=== SUPPLIED INFORMATION ===

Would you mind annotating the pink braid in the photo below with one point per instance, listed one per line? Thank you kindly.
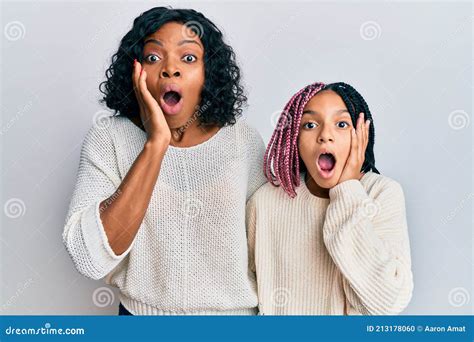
(281, 164)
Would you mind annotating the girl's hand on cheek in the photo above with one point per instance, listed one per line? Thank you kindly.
(150, 111)
(359, 141)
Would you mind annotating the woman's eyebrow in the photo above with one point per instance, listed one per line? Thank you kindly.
(190, 42)
(157, 42)
(151, 40)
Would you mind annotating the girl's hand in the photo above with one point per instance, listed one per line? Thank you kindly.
(150, 112)
(359, 141)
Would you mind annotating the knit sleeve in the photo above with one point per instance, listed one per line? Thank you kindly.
(97, 179)
(255, 153)
(250, 222)
(367, 239)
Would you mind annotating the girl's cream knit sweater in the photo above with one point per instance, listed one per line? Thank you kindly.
(348, 254)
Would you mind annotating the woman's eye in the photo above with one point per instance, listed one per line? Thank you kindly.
(152, 58)
(309, 125)
(342, 123)
(189, 58)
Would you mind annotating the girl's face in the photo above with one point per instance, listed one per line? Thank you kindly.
(324, 140)
(174, 64)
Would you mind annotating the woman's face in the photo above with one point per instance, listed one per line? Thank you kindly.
(174, 63)
(324, 140)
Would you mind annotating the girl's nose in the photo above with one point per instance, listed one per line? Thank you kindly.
(165, 73)
(325, 136)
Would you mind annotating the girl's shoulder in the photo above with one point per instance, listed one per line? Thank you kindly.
(270, 196)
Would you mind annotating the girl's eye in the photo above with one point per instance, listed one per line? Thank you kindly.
(343, 123)
(189, 58)
(152, 58)
(309, 125)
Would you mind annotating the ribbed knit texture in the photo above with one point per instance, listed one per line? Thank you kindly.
(348, 254)
(190, 254)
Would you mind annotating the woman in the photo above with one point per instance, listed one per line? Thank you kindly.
(159, 204)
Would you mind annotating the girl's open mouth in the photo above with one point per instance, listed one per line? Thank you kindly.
(171, 101)
(326, 165)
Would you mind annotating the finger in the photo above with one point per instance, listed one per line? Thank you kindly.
(136, 76)
(354, 145)
(148, 100)
(360, 136)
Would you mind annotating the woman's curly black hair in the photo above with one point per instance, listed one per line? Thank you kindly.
(222, 97)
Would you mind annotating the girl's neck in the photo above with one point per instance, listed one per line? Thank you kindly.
(314, 188)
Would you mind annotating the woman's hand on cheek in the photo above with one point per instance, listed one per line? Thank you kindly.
(359, 141)
(150, 111)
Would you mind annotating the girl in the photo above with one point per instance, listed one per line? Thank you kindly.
(159, 204)
(328, 233)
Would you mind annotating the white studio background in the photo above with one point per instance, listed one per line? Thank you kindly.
(411, 61)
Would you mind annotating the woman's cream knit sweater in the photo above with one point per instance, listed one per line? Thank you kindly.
(348, 254)
(190, 254)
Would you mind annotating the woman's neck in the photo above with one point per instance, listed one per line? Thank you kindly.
(188, 134)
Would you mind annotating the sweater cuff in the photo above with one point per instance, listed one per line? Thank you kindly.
(96, 239)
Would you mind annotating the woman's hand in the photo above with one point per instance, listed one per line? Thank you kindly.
(359, 141)
(150, 112)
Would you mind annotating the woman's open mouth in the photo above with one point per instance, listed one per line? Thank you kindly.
(326, 165)
(171, 100)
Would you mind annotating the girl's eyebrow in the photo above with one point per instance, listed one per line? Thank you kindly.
(157, 42)
(337, 112)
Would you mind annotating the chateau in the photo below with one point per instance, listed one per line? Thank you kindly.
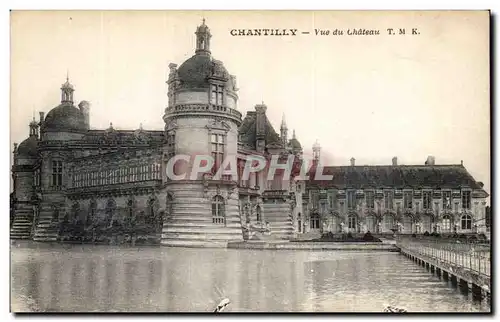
(111, 185)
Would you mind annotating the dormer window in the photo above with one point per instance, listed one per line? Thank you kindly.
(217, 92)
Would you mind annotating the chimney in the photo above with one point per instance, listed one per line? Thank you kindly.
(85, 108)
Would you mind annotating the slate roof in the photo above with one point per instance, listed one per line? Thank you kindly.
(65, 117)
(397, 177)
(248, 128)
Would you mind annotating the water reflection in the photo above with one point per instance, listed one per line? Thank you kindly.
(104, 278)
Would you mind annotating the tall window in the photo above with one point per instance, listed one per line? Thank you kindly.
(487, 217)
(314, 223)
(427, 196)
(351, 199)
(218, 144)
(217, 95)
(466, 199)
(370, 199)
(466, 222)
(56, 174)
(218, 214)
(447, 200)
(408, 199)
(351, 222)
(389, 200)
(446, 223)
(315, 199)
(171, 142)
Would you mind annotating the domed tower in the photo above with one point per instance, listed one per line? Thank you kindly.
(201, 120)
(23, 176)
(65, 122)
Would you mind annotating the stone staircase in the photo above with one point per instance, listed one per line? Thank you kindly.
(191, 225)
(46, 230)
(21, 227)
(278, 216)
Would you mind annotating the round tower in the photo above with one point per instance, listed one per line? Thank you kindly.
(201, 122)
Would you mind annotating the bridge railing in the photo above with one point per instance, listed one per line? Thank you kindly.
(472, 256)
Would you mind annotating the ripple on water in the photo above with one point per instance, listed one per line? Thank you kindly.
(157, 279)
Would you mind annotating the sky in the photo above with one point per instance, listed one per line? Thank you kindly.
(366, 97)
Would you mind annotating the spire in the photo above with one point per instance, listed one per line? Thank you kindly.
(33, 127)
(203, 36)
(316, 150)
(283, 123)
(67, 91)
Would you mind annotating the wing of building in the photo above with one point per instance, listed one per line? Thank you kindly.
(72, 182)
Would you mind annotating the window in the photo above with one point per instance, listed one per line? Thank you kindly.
(388, 222)
(218, 145)
(466, 222)
(446, 223)
(389, 199)
(217, 93)
(447, 200)
(351, 222)
(466, 199)
(56, 174)
(218, 214)
(370, 199)
(408, 199)
(314, 221)
(171, 142)
(315, 199)
(110, 211)
(130, 209)
(351, 199)
(427, 195)
(259, 215)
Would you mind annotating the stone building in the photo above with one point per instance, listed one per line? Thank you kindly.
(111, 185)
(394, 198)
(74, 182)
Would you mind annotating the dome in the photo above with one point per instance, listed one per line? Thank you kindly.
(65, 117)
(295, 143)
(28, 147)
(195, 71)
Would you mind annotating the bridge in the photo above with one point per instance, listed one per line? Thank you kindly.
(464, 263)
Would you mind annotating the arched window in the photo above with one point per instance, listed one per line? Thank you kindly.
(92, 212)
(351, 222)
(258, 212)
(169, 205)
(55, 214)
(110, 211)
(314, 223)
(388, 222)
(466, 222)
(75, 212)
(218, 211)
(446, 223)
(152, 211)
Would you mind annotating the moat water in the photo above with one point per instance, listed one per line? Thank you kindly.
(86, 278)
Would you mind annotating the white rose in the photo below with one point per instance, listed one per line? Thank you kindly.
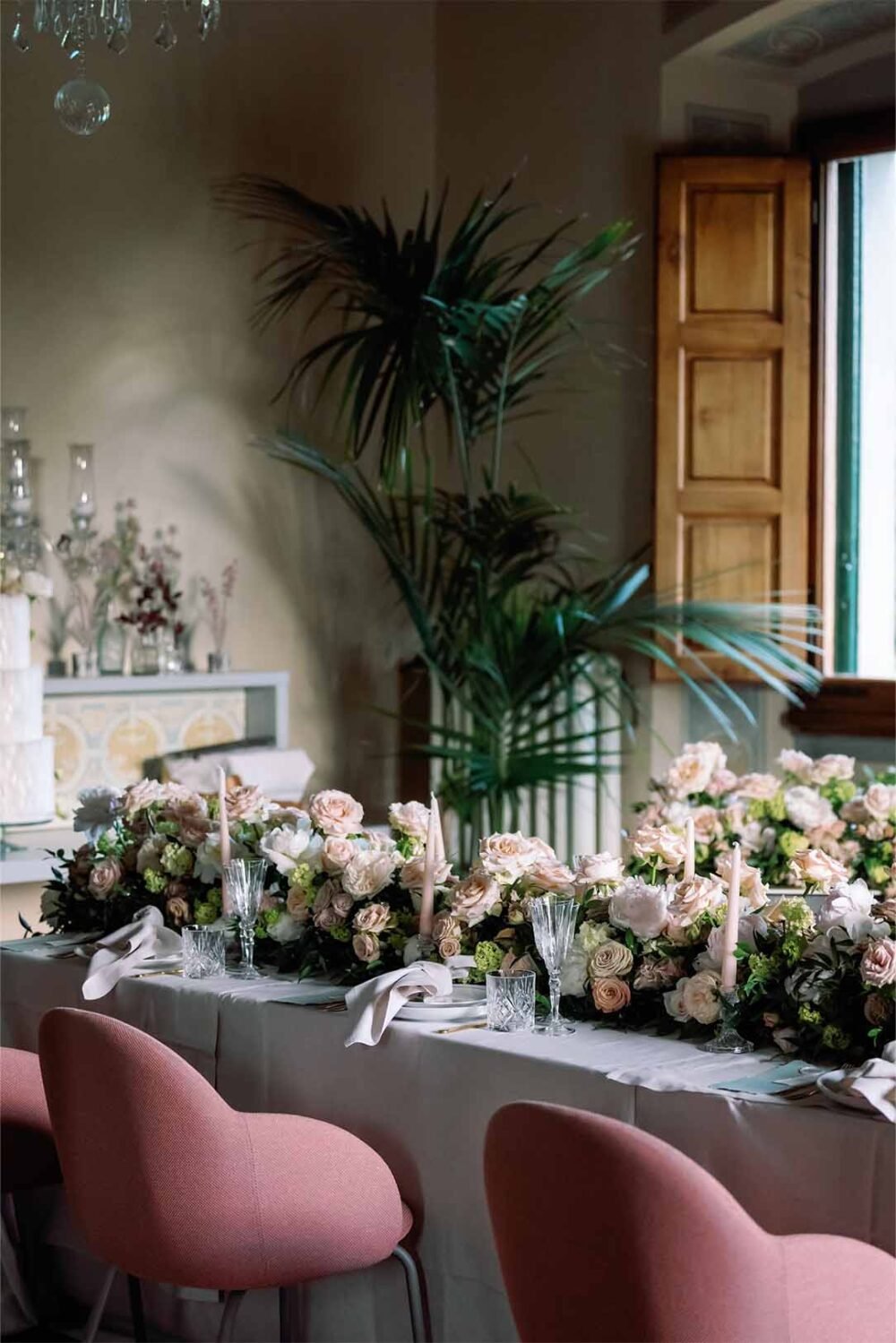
(833, 767)
(368, 874)
(285, 847)
(797, 763)
(474, 896)
(336, 813)
(759, 786)
(641, 908)
(700, 997)
(694, 769)
(508, 856)
(597, 869)
(410, 818)
(880, 801)
(659, 842)
(848, 907)
(37, 584)
(807, 810)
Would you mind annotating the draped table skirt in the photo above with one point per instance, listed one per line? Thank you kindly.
(424, 1101)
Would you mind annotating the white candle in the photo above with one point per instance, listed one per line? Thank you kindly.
(732, 919)
(427, 896)
(689, 856)
(225, 839)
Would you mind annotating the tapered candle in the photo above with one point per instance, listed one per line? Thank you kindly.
(225, 839)
(427, 895)
(732, 919)
(689, 856)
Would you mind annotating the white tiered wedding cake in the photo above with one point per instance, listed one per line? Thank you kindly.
(26, 755)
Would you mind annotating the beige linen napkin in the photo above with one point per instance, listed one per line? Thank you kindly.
(124, 951)
(871, 1087)
(371, 1006)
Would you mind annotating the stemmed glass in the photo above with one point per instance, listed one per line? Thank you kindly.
(554, 925)
(245, 880)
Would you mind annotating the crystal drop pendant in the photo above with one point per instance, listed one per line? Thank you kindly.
(166, 35)
(82, 107)
(21, 38)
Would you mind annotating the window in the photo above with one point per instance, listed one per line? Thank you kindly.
(857, 357)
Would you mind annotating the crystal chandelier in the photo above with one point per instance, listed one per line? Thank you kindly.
(83, 105)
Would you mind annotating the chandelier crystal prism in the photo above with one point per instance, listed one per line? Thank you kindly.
(82, 105)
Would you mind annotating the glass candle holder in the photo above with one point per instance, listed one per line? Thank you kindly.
(204, 951)
(509, 1000)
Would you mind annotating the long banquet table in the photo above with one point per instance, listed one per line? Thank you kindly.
(424, 1101)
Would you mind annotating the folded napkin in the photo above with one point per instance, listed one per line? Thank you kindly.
(371, 1006)
(124, 951)
(871, 1087)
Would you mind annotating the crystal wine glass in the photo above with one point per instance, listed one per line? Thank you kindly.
(245, 879)
(554, 925)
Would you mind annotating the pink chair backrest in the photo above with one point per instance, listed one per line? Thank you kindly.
(148, 1149)
(607, 1235)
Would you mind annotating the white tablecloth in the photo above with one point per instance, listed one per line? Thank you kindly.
(424, 1101)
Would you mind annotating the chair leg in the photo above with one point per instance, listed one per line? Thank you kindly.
(421, 1331)
(228, 1318)
(292, 1313)
(136, 1300)
(99, 1307)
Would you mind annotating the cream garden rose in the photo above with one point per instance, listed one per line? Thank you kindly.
(659, 842)
(368, 874)
(610, 995)
(336, 813)
(610, 960)
(410, 818)
(474, 898)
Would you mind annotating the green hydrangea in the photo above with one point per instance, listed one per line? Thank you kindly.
(487, 957)
(834, 1038)
(177, 860)
(791, 842)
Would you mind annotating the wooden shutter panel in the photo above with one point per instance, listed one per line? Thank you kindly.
(732, 380)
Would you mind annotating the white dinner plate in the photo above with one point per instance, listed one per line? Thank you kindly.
(468, 1001)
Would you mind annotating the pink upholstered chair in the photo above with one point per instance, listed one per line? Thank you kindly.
(169, 1184)
(610, 1235)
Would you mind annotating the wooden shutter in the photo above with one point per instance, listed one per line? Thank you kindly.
(732, 380)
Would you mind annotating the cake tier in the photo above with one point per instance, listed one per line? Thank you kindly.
(21, 705)
(15, 633)
(27, 790)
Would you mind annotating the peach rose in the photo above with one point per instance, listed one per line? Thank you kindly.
(410, 818)
(610, 960)
(373, 917)
(610, 994)
(338, 853)
(474, 898)
(659, 842)
(104, 877)
(879, 963)
(366, 946)
(336, 813)
(549, 874)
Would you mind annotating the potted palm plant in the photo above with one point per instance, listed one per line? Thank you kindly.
(522, 629)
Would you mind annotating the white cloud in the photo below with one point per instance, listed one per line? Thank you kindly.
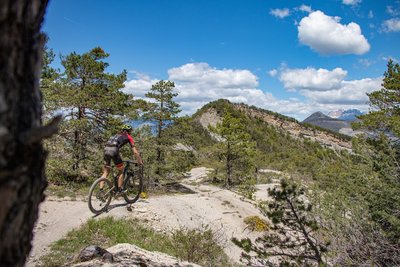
(392, 11)
(365, 62)
(202, 73)
(324, 90)
(312, 79)
(273, 72)
(391, 25)
(280, 13)
(140, 86)
(370, 14)
(326, 35)
(350, 93)
(305, 8)
(351, 2)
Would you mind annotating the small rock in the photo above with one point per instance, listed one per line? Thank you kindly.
(92, 252)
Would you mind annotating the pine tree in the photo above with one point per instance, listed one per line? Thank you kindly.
(236, 147)
(91, 101)
(385, 103)
(163, 110)
(292, 239)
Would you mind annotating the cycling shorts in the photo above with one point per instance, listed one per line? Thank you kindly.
(112, 153)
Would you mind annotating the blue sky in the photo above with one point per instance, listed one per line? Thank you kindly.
(291, 57)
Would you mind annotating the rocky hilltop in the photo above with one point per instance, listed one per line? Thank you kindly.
(211, 116)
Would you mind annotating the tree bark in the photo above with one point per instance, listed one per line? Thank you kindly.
(22, 157)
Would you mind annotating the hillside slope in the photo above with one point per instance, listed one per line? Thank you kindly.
(211, 114)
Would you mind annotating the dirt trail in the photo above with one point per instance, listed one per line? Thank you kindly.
(222, 210)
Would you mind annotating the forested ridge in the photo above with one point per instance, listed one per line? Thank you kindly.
(350, 218)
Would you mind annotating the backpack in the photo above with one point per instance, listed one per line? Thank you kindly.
(113, 141)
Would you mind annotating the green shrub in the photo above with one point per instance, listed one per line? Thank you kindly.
(255, 223)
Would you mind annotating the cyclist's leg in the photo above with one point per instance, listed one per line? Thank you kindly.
(120, 167)
(106, 167)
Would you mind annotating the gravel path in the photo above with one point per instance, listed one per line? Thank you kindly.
(220, 209)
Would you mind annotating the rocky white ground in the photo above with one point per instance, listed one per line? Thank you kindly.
(223, 210)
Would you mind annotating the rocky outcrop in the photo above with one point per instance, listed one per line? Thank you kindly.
(297, 130)
(131, 255)
(294, 128)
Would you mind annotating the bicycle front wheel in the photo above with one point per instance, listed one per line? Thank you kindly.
(100, 194)
(133, 186)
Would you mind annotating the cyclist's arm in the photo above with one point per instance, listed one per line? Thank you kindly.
(137, 155)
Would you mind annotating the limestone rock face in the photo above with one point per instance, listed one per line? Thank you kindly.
(131, 255)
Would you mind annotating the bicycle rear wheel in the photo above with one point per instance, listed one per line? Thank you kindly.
(99, 199)
(133, 186)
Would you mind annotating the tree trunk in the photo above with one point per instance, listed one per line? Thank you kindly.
(228, 167)
(22, 157)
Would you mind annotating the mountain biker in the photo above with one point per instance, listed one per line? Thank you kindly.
(111, 152)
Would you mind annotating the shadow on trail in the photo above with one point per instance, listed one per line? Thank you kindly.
(113, 206)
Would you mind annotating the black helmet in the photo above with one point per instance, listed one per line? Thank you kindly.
(126, 127)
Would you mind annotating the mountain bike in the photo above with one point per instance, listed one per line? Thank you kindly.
(103, 190)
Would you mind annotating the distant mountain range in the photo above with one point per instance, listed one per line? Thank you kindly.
(346, 115)
(338, 121)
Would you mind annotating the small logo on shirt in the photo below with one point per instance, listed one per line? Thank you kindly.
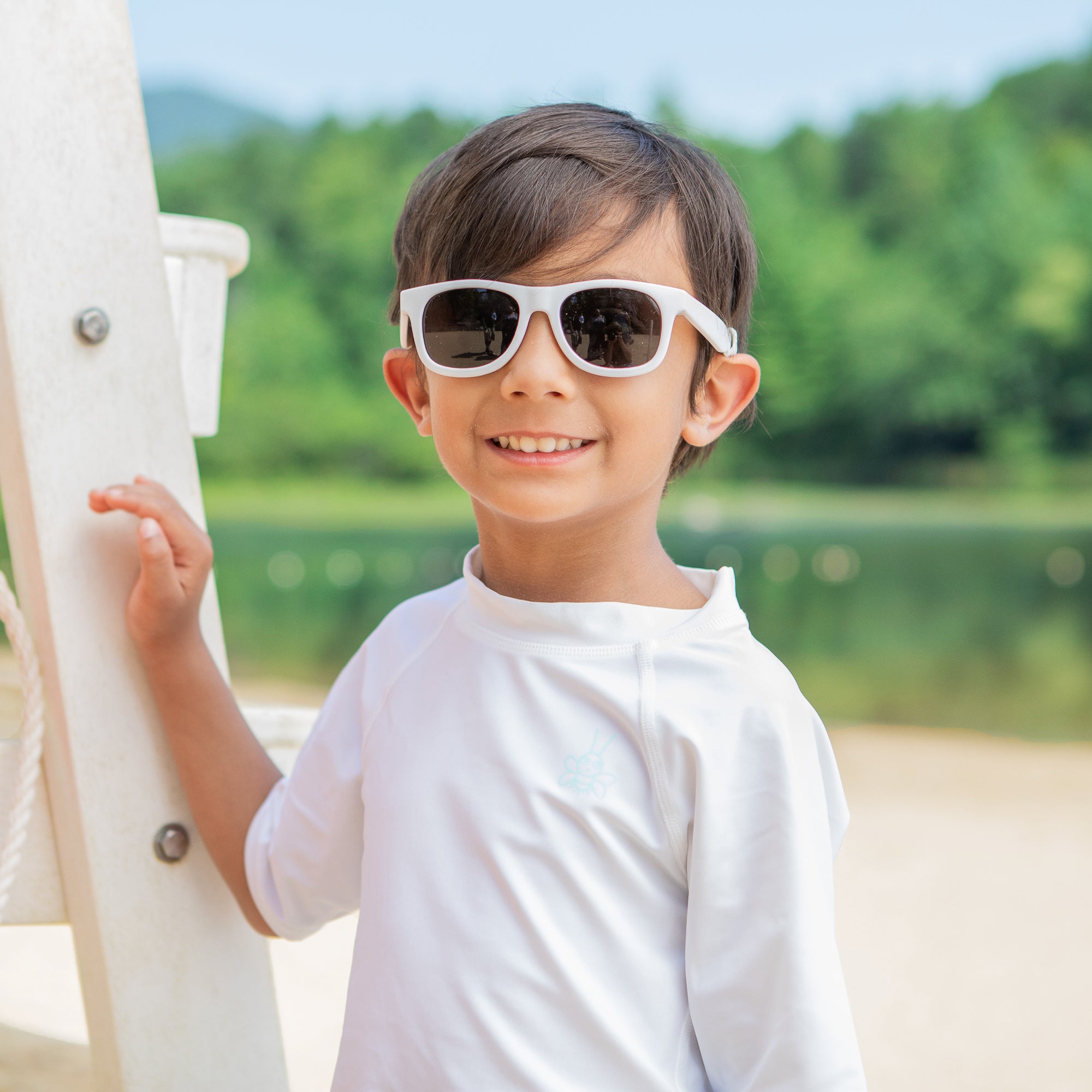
(585, 774)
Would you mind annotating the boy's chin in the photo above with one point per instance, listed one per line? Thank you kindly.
(542, 506)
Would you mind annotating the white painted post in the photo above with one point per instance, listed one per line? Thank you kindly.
(177, 990)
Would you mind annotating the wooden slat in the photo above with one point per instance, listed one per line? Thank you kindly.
(177, 990)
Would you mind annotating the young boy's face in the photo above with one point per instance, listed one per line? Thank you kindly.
(630, 425)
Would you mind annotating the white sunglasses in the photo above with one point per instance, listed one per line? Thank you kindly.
(607, 328)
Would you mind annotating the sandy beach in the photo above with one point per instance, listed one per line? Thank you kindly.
(964, 892)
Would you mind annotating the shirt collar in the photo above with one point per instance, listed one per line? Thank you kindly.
(598, 625)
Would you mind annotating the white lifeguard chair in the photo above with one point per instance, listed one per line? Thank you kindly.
(177, 990)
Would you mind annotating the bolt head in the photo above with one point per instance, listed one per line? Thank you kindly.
(172, 844)
(92, 326)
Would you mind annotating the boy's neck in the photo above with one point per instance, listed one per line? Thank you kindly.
(614, 557)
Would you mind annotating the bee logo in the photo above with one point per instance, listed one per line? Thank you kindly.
(585, 774)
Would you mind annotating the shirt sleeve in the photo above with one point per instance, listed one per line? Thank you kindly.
(306, 841)
(767, 994)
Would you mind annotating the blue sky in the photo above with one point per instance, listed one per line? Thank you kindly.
(749, 70)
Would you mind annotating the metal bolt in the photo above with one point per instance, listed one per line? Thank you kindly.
(172, 844)
(92, 326)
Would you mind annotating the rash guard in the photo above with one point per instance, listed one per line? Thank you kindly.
(591, 847)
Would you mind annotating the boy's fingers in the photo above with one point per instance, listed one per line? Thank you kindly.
(149, 501)
(157, 559)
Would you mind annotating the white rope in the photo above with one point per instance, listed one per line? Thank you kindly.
(32, 729)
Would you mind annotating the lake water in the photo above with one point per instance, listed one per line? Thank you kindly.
(976, 628)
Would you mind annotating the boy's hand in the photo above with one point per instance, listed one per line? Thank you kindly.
(175, 562)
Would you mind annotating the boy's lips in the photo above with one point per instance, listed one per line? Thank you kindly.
(539, 449)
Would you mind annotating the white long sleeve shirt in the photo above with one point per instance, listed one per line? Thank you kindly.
(591, 845)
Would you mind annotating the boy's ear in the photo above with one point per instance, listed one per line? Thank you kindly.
(400, 371)
(731, 383)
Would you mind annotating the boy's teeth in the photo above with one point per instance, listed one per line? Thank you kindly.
(530, 444)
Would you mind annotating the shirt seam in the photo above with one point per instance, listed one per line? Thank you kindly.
(584, 651)
(382, 706)
(655, 757)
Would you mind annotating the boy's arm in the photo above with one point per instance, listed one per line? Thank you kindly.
(224, 770)
(767, 995)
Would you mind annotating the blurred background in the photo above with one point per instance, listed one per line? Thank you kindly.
(911, 518)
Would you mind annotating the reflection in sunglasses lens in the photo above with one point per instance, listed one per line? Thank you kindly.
(466, 328)
(614, 328)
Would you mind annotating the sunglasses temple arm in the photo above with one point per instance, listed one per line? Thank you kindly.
(713, 328)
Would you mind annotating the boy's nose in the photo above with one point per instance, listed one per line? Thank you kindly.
(540, 370)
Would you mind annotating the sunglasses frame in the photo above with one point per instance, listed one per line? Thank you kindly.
(549, 300)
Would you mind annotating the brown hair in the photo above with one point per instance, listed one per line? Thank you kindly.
(517, 189)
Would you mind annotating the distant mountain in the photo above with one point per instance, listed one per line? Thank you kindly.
(184, 118)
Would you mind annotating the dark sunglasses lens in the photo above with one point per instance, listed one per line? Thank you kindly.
(614, 328)
(466, 328)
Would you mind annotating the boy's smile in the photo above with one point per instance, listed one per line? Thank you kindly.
(592, 454)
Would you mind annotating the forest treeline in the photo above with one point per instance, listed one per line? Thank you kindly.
(925, 299)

===

→ **WHAT TO DO**
Starting at the line that contains "Would you mind annotating the dark", write out every line through the end of the entries, exactly and with nothing added.

→ **FINISHED TASK**
Would you mind annotating the dark sunglasses lens in the photo above with one point per instance, listed one per line? Thank you kindly.
(614, 328)
(466, 328)
Would you mind annotating the boy's smile in the photo above with one point per instance, listed one per line? Thank you kindly.
(592, 454)
Would you mind annotating the forest treeline in the photo above with one point per instance, listed one per line? Thank you kindly.
(925, 299)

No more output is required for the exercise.